(Task item): Copy the lines exactly as they appear, starting with the first line of the records and ending with the line that contains "Outline every instance of the burned".

(Given records):

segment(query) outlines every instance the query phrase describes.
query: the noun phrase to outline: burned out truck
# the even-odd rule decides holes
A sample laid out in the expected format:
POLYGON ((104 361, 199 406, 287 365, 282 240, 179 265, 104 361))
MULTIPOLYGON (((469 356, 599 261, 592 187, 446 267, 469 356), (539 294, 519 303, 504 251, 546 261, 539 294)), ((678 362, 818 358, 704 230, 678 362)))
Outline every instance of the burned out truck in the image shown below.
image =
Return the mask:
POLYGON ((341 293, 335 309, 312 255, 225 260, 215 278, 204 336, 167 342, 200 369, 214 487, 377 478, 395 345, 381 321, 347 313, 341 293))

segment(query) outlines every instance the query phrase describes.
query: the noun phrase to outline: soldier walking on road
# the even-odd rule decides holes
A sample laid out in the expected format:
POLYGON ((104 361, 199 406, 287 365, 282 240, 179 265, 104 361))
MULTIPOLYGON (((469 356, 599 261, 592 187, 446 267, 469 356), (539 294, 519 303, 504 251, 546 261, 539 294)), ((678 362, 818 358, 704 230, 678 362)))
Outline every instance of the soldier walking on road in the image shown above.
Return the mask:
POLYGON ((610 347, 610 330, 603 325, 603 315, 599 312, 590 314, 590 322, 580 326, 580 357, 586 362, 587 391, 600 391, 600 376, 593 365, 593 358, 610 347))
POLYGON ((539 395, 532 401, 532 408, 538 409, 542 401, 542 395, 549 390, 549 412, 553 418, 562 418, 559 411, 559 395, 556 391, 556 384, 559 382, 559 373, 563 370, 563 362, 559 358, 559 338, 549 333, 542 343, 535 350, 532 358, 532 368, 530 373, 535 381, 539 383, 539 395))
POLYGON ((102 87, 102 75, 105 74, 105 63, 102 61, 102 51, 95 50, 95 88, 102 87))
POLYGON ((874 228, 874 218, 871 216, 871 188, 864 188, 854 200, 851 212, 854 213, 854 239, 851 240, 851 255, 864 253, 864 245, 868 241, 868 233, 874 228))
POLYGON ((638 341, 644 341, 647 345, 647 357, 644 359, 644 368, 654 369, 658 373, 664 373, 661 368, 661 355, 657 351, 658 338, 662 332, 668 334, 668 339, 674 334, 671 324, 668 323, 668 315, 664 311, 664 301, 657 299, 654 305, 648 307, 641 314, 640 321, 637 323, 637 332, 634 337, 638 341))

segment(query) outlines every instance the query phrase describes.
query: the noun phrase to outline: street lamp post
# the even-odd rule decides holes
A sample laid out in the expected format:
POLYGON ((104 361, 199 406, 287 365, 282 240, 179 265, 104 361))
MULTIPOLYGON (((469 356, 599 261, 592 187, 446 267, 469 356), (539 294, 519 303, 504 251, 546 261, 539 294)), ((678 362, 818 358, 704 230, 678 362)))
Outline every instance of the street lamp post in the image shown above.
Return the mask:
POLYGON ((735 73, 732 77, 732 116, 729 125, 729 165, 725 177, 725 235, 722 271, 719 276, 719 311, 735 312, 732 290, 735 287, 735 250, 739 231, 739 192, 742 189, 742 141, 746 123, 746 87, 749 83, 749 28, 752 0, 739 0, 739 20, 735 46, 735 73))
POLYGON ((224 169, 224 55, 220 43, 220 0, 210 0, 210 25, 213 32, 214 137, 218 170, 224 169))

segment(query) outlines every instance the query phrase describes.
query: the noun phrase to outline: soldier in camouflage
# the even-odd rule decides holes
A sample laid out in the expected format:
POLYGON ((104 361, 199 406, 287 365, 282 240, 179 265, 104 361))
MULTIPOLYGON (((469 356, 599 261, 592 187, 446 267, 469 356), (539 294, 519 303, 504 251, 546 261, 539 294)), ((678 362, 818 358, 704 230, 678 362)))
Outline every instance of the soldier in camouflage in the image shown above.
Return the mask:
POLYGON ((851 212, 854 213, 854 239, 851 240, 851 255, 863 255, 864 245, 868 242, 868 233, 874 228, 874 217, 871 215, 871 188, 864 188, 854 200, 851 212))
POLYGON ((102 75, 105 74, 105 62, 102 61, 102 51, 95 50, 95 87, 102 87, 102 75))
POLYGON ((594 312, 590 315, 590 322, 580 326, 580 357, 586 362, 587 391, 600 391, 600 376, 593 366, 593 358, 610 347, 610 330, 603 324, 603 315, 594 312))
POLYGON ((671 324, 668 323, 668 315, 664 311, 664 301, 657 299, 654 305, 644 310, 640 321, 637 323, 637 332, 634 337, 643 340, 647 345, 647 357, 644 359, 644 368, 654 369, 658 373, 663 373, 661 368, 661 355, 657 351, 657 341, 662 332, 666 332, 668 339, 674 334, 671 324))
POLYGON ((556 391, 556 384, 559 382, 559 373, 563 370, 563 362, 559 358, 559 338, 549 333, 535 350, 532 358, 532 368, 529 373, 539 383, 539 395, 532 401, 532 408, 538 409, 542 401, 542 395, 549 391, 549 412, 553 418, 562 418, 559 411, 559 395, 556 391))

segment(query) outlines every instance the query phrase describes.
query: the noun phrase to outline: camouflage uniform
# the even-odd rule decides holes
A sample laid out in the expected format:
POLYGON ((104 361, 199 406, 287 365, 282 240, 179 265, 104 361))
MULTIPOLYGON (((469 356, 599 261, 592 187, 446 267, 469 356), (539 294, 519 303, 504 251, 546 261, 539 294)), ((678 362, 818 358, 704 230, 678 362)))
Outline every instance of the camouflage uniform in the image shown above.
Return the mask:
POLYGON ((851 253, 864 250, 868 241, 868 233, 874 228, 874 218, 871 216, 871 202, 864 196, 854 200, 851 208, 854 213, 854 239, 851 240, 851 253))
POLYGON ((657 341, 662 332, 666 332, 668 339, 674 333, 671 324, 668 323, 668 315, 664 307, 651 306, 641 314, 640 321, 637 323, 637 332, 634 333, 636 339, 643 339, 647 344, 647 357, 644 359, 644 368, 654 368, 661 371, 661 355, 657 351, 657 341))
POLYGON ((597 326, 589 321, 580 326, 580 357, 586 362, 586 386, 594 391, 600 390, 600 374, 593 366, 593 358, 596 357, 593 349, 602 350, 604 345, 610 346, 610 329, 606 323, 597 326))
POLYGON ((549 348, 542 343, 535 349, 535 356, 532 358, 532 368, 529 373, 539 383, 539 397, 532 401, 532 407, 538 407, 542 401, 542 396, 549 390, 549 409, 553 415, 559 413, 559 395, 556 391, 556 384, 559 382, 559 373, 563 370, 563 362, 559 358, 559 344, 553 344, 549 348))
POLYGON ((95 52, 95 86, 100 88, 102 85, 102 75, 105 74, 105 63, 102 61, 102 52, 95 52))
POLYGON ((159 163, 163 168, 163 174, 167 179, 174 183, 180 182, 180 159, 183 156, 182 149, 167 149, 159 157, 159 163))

(Response below):
segment(query) outlines every instance the query phrase describes.
query: the noun phrase to outline: burned out truck
# the even-odd rule decides holes
A sample laid out in the expected format:
POLYGON ((104 361, 199 406, 287 365, 282 240, 179 265, 104 361))
MULTIPOLYGON (((469 356, 599 261, 592 187, 446 267, 469 356), (539 294, 519 303, 504 251, 546 261, 539 294)), ((678 362, 818 358, 704 230, 678 362)))
Outline every instance of the burned out truck in the image shown below.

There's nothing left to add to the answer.